What you are asked to do:
Please transcribe every line of the records below word for word, leaving the pictures out of your answer.

[Start]

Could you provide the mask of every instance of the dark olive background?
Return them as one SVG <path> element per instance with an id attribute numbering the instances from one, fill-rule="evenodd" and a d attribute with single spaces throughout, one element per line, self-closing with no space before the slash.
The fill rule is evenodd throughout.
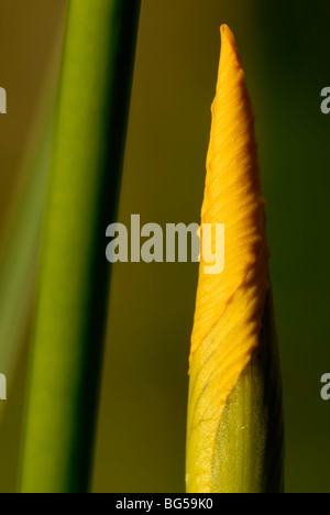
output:
<path id="1" fill-rule="evenodd" d="M 0 86 L 9 98 L 0 118 L 0 228 L 64 8 L 64 0 L 0 0 Z M 320 377 L 330 372 L 330 116 L 320 111 L 320 91 L 330 86 L 327 0 L 142 0 L 119 221 L 129 223 L 131 213 L 164 227 L 199 221 L 224 22 L 235 33 L 257 116 L 283 363 L 286 490 L 329 493 L 330 403 L 320 397 Z M 184 492 L 196 285 L 196 264 L 113 269 L 96 492 Z M 1 492 L 16 483 L 28 341 L 1 404 Z"/>

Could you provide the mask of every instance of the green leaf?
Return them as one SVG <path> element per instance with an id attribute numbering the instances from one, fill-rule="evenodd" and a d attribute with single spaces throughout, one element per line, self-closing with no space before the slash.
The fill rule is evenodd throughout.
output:
<path id="1" fill-rule="evenodd" d="M 138 0 L 70 0 L 38 274 L 23 492 L 88 489 Z"/>

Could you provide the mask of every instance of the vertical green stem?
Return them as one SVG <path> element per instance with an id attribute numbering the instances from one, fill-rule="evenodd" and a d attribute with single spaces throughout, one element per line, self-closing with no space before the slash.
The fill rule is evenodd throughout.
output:
<path id="1" fill-rule="evenodd" d="M 23 492 L 85 492 L 140 0 L 69 0 L 34 329 Z"/>

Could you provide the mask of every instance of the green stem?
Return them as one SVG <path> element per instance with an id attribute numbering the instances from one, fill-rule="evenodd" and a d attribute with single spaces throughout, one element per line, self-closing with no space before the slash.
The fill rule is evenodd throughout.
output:
<path id="1" fill-rule="evenodd" d="M 282 493 L 283 463 L 282 379 L 268 292 L 260 347 L 231 393 L 218 428 L 212 492 Z"/>
<path id="2" fill-rule="evenodd" d="M 22 492 L 86 492 L 140 0 L 70 0 L 42 242 Z"/>

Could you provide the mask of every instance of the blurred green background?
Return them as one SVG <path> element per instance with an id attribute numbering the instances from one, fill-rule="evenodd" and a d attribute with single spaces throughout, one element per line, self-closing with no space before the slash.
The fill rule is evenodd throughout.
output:
<path id="1" fill-rule="evenodd" d="M 53 102 L 64 0 L 0 0 L 0 242 Z M 234 31 L 255 107 L 286 414 L 287 492 L 330 492 L 330 3 L 142 0 L 118 221 L 198 222 L 219 59 Z M 81 85 L 84 87 L 84 85 Z M 45 100 L 46 99 L 46 100 Z M 38 128 L 38 129 L 37 129 Z M 45 174 L 46 174 L 45 169 Z M 109 223 L 117 220 L 109 220 Z M 6 240 L 4 240 L 6 241 Z M 105 251 L 106 251 L 105 240 Z M 0 256 L 1 263 L 1 256 Z M 95 492 L 184 492 L 196 264 L 113 269 Z M 6 341 L 0 341 L 1 348 Z M 29 324 L 0 404 L 0 491 L 16 484 Z"/>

[End]

Exercise response:
Could you provide the mask of every instance of the dark olive background?
Return them as one SVG <path> element per instance with an id attribute numbering the instances from one, fill-rule="evenodd" and a d attribute with single spaces throughout, one element per line, self-closing with no space before the slash.
The fill rule is evenodd throughout.
output:
<path id="1" fill-rule="evenodd" d="M 0 86 L 9 98 L 0 118 L 0 228 L 64 8 L 64 0 L 0 0 Z M 320 377 L 330 372 L 330 116 L 320 111 L 320 91 L 330 86 L 327 0 L 142 0 L 119 221 L 129 223 L 131 213 L 164 227 L 199 221 L 224 22 L 235 33 L 257 116 L 283 363 L 286 490 L 329 493 L 330 403 L 320 397 Z M 184 492 L 196 285 L 196 264 L 113 269 L 96 492 Z M 1 492 L 16 483 L 28 341 L 1 404 Z"/>

Could you provide the mask of every instance of the green leaf?
Return them as one SVG <path> element per instance with an id attribute numbering the instances from one, fill-rule="evenodd" and a d attribute with single spaces throughout, one element per line, self-closing with no space before the slash.
The fill rule is evenodd throughout.
output:
<path id="1" fill-rule="evenodd" d="M 138 0 L 70 0 L 38 274 L 23 492 L 88 489 Z"/>

Could you provide the mask of every instance of the vertical green stem?
Return them as one SVG <path> element per instance with an id attribute numbering the instances from one, fill-rule="evenodd" and a d attribute with single spaces throughout, one element per line, self-closing with no space before the slash.
The fill rule is evenodd throughout.
output:
<path id="1" fill-rule="evenodd" d="M 23 492 L 85 492 L 140 0 L 69 0 L 34 329 Z"/>

Could you provide the mask of every instance of the green stem?
Return them as one SVG <path> element per instance with an id attribute numbering the instances from one, fill-rule="evenodd" and a d attribute with single spaces throughout, one element per line, self-closing with no space before the slash.
The fill rule is evenodd throughout.
output:
<path id="1" fill-rule="evenodd" d="M 282 493 L 283 463 L 282 379 L 268 292 L 260 347 L 231 393 L 218 428 L 212 492 Z"/>
<path id="2" fill-rule="evenodd" d="M 22 492 L 86 492 L 140 0 L 70 0 L 42 242 Z"/>

Could you provide the mask of every instance of the blurred green background?
Return them as one SVG <path> element per instance with an id attribute numbering the instances from one, fill-rule="evenodd" and a d attribute with single spaces throughout, one element per line, self-closing with no space before the slash.
The fill rule is evenodd throughout.
output:
<path id="1" fill-rule="evenodd" d="M 53 102 L 64 0 L 0 0 L 0 242 Z M 234 31 L 255 107 L 286 414 L 287 492 L 330 492 L 330 3 L 142 0 L 118 221 L 198 222 L 219 59 Z M 81 85 L 84 87 L 84 85 Z M 45 100 L 46 99 L 46 100 Z M 38 128 L 38 129 L 37 129 Z M 45 174 L 46 174 L 45 169 Z M 109 223 L 117 220 L 109 220 Z M 6 240 L 4 240 L 6 241 Z M 105 251 L 106 251 L 105 240 Z M 0 256 L 1 263 L 1 256 Z M 95 492 L 184 492 L 196 264 L 113 269 Z M 6 341 L 0 341 L 1 348 Z M 29 324 L 0 404 L 0 491 L 16 484 Z"/>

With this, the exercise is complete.